● TASK DIRECTIONS
The response should contain every entry, reproduced exactly.

● PROVIDED DATA
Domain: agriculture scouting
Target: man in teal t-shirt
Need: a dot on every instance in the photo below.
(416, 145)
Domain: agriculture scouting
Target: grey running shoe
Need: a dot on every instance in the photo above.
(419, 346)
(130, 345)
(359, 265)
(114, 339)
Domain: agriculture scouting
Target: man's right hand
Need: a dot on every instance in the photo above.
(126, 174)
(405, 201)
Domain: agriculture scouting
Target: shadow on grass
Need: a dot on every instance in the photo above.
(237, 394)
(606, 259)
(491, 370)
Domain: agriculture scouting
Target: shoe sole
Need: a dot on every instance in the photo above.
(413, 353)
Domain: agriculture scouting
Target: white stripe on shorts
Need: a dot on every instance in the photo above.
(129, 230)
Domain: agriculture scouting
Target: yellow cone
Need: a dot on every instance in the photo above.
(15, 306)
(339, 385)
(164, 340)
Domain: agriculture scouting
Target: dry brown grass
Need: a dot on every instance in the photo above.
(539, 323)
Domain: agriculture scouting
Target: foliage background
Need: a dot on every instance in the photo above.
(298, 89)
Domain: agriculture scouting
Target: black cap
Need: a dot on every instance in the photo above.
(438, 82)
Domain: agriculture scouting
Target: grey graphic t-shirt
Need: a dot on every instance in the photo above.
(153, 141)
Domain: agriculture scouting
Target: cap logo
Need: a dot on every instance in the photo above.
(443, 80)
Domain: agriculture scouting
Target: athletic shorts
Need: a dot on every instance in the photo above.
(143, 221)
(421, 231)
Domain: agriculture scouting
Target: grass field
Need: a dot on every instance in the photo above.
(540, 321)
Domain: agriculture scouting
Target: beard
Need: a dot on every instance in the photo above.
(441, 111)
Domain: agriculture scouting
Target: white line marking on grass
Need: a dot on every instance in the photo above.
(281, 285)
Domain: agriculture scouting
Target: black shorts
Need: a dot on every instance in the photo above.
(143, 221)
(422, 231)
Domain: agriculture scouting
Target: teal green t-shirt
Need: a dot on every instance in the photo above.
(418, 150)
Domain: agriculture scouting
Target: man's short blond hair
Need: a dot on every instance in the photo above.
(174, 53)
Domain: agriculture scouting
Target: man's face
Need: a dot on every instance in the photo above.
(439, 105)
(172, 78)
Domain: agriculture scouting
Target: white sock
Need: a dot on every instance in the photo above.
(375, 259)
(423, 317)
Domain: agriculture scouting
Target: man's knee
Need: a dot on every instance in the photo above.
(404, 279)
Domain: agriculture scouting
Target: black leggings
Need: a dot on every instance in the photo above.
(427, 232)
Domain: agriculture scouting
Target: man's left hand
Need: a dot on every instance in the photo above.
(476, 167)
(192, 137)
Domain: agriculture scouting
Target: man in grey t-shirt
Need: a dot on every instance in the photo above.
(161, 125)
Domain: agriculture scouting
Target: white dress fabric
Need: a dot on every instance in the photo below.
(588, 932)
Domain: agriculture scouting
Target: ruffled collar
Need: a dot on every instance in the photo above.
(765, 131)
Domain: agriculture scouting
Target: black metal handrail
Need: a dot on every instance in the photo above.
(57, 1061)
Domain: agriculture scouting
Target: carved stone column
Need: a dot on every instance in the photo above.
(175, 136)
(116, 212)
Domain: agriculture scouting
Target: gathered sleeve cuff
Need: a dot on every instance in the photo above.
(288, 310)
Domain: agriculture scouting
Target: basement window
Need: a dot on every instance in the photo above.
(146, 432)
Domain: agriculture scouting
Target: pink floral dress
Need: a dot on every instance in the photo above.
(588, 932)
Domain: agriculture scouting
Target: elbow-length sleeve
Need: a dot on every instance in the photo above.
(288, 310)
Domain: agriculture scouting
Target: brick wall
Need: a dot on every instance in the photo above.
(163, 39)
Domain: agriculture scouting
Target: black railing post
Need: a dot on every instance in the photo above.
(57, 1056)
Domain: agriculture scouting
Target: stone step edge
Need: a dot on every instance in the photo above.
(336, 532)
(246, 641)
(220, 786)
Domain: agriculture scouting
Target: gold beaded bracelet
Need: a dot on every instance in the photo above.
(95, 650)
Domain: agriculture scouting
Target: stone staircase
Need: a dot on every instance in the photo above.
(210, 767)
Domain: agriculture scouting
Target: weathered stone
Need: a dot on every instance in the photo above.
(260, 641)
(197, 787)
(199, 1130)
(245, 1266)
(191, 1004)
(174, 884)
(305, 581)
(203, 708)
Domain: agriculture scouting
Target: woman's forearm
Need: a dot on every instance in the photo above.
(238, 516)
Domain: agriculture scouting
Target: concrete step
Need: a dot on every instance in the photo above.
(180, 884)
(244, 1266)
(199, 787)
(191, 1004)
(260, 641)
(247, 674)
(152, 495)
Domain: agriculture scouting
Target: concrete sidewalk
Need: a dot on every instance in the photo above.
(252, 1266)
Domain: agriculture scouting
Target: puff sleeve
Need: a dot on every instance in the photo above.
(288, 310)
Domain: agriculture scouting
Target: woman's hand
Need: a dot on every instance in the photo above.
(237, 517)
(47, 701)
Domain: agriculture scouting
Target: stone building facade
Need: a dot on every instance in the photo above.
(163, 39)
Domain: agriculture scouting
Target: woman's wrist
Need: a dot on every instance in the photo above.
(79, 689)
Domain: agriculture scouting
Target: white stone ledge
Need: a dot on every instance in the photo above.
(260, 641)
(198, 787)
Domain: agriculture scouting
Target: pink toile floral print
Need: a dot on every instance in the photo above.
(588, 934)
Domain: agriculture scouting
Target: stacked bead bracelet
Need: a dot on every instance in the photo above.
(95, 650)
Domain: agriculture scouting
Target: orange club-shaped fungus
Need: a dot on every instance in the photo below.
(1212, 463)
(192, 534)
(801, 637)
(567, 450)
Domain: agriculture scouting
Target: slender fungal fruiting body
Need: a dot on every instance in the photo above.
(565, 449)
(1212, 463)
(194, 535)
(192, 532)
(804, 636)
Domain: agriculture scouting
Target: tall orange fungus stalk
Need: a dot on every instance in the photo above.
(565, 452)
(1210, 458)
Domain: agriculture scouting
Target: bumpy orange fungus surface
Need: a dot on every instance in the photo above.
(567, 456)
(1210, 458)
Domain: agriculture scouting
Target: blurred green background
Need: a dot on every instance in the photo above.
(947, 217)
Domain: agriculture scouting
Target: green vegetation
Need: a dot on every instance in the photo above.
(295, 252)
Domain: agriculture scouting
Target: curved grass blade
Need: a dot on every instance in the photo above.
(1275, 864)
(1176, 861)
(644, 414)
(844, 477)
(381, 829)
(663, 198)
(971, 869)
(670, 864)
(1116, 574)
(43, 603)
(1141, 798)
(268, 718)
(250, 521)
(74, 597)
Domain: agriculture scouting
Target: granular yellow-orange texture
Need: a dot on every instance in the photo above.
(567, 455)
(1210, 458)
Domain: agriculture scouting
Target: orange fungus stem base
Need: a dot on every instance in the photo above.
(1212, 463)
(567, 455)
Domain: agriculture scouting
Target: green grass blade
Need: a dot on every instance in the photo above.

● RESULT
Domain: agriculture scouting
Target: man in teal t-shirt
Need: a dot on every instance in the photo below.
(416, 145)
Domain: agriculture scouting
Target: grey running shoe
Need: a dot on every instance in the photo above.
(419, 346)
(130, 345)
(359, 265)
(114, 339)
Domain: agriculture scouting
Target: man's right hand
Need: a dot on every instance in the photo above.
(126, 174)
(405, 201)
Domain: agriculture scouting
Target: shadow on grass
Need: a dot on every instance in the photo above.
(237, 394)
(606, 259)
(491, 370)
Domain: agriculture scouting
Target: shoe sole
Need: a dot on every instance in the photo above.
(413, 353)
Domain: agriculture scouting
Target: white stripe on shorts
Need: a dot on every instance in the photo above.
(129, 230)
Domain: agriculture scouting
Target: yellow cone
Need: a dot on every instance in the photo above.
(15, 306)
(339, 385)
(164, 340)
Domain: agriculture scouting
Target: dry brown grass
Need: a dot on every instance in the photo above.
(539, 323)
Domain: agriculture scouting
Target: foliage background
Need: a dot on every instance in the photo above.
(298, 89)
Domain: agriculture scouting
Target: black cap
Need: a dot on every instance in the photo above.
(438, 82)
Domain: agriculture scouting
Target: grey graphic t-shirt
Need: a dot on every instance in the photo above.
(153, 141)
Domain: agriculture scouting
Target: cap logo
Need: a dot on every instance in the photo above.
(443, 80)
Domain: agriculture scouting
Target: athletic shorts
Need: a dot on every instance in the photo above.
(143, 221)
(421, 231)
Domain: agriculture scouting
Target: grass field
Need: a dot on every instance in the photo above.
(540, 321)
Domain: agriculture scouting
Target: beard
Need: a dot on every instance in the photo above.
(441, 111)
Domain: agriculture scouting
Target: white line marking on grass
Need: a dot on every instance in the photo above.
(281, 285)
Domain: agriculture scouting
Target: black shorts
Need: a dot on every instance in the photo above.
(143, 221)
(422, 231)
Domain: agriculture scouting
Target: teal green t-shirt
Need: a dot on every instance in the photo above.
(418, 150)
Domain: agriculture scouting
Target: man's short blond hair
Need: a dot on every instance in the photo above.
(174, 53)
Domain: agriculture scouting
Target: man's face
Need: a dot on every instance in the photo above.
(439, 105)
(172, 78)
Domain: agriculture scouting
Target: white sock
Need: a dot on every instance in the photo above.
(375, 259)
(423, 317)
Domain: agriculture scouting
Target: man's knee
Need: a dot on every instance in the photo above.
(404, 279)
Domain: agriculture scouting
Target: black leggings
Need: a dot on every instance in the photo above.
(427, 232)
Domain: agriculture scouting
Target: man's left hand
Need: a dot on every instance in the photo above.
(476, 167)
(192, 137)
Domain: agriculture scouting
Target: man in grey t-shirt
Need: a dot on every instance in the photo above.
(161, 125)
Domain: agriculture scouting
Target: white dress fabric
Need: a dot on every instance in the photo below.
(588, 932)
Domain: agriculture scouting
Target: ruffled collar
Need: a dot on every instance in the photo above.
(765, 131)
Domain: agriculture scouting
Target: black metal handrail
Need: a dot on every instance in the photo above.
(57, 1061)
Domain: agriculture scouting
Target: carved stone column
Need: a dot on every instance in the photo above.
(175, 136)
(116, 212)
Domain: agriculture scouting
Target: gathered sleeve cuff
Need: a dot on every instance in the photo above.
(288, 310)
Domain: agriculture scouting
Target: basement window
Need: a dot on every instance in the photo above.
(146, 432)
Domain: agriculture scouting
Target: pink floral dress
Need: a dot on every instance in the photo above.
(588, 932)
Domain: agriculture scouting
Target: elbow-length sleeve
Need: a dot on every instance in the photo above.
(288, 310)
Domain: agriculture scouting
Target: brick wall
Need: a dot on every instance in the photo above.
(163, 39)
Domain: agriculture scouting
Target: black railing post
Need: a dot on every instance in the photo above.
(57, 1056)
Domain: agriculture scouting
Target: stone step edge
Need: a dot on every instance in the photo above.
(336, 532)
(246, 641)
(220, 786)
Domain: agriculture scouting
Target: gold beaded bracelet
Need: a dot on every instance in the photo above.
(95, 650)
Domain: agriculture scouting
Target: stone staircase
Need: a dot on every instance in the photo above.
(210, 767)
Domain: agriculture scouting
Target: weathered stone
Need: a dot on every instance in the photo above.
(260, 641)
(197, 787)
(199, 1130)
(245, 1266)
(191, 1004)
(174, 884)
(305, 581)
(203, 708)
Domain: agriculture scouting
Target: woman's forearm
Need: a dot on every instance in the photo above.
(238, 516)
Domain: agriculture scouting
Target: concrete step
Need: a dot on every instance in the photo above.
(180, 884)
(244, 1266)
(199, 787)
(191, 1004)
(260, 641)
(247, 674)
(152, 495)
Domain: agriculture scouting
Target: concrete sidewalk
Need: a dot on every instance in the photo above.
(252, 1266)
Domain: agriculture scouting
Target: puff sleeve
Need: a dot on every instance in the photo above.
(288, 310)
Domain: agriculture scouting
Target: woman's hand
Need: a dot on every instance in the photo above.
(237, 517)
(47, 701)
Domain: agriculture scouting
Target: stone building facade
Need: a dot on every instance in the photo above.
(163, 39)
Domain: agriculture scouting
Target: woman's wrist
Need: a dot on every instance in the photo above.
(79, 689)
Domain: agriculture scouting
Target: white stone ledge
Need: a dot on every instance in the photo above.
(260, 641)
(198, 787)
Domain: agriculture scouting
Target: pink toile floral print
Need: a dot on every instance in the photo above.
(588, 934)
Domain: agriculture scouting
Target: stacked bead bracelet
Need: a dot on every instance in the photo above.
(95, 650)
Domain: agriculture scouting
Target: orange club-shaped fungus
Need: a dot on every instance in the photo below.
(1212, 463)
(192, 534)
(801, 637)
(567, 450)
Domain: agriculture scouting
Target: slender fungal fruiting body
Need: a dot on every instance in the photo above.
(565, 449)
(1212, 463)
(194, 535)
(192, 532)
(804, 636)
Domain: agriculture scouting
Target: tall orange fungus stalk
Need: a dot on every instance in the photo above.
(565, 452)
(1210, 458)
Domain: agriculture scouting
Target: bumpy orange fungus surface
Need: a dot on every instance in the photo above.
(567, 456)
(1210, 458)
Domain: agriculture scouting
Target: blurred green background
Need: a dot on every instance in the photo above.
(947, 217)
Domain: agriculture scouting
Target: green vegetation
Need: a dot on every instance in the photo above.
(295, 252)
Domain: agriculture scouting
Target: curved grass blade
Need: a dot on every instance in the photo above.
(1275, 864)
(1176, 861)
(644, 414)
(844, 477)
(381, 829)
(663, 198)
(971, 869)
(670, 864)
(1116, 574)
(43, 603)
(1141, 798)
(268, 718)
(250, 521)
(74, 597)
Domain: agriculture scouting
Target: granular yellow-orange texture
Need: a dot on every instance in the photo above.
(567, 455)
(1210, 458)
Domain: agriculture scouting
Target: orange fungus stem base
Need: a dot on every instance in the photo above.
(1212, 463)
(567, 455)
Domain: agriculture scouting
Target: green grass blade
Need: a dot on every instance in the photo above.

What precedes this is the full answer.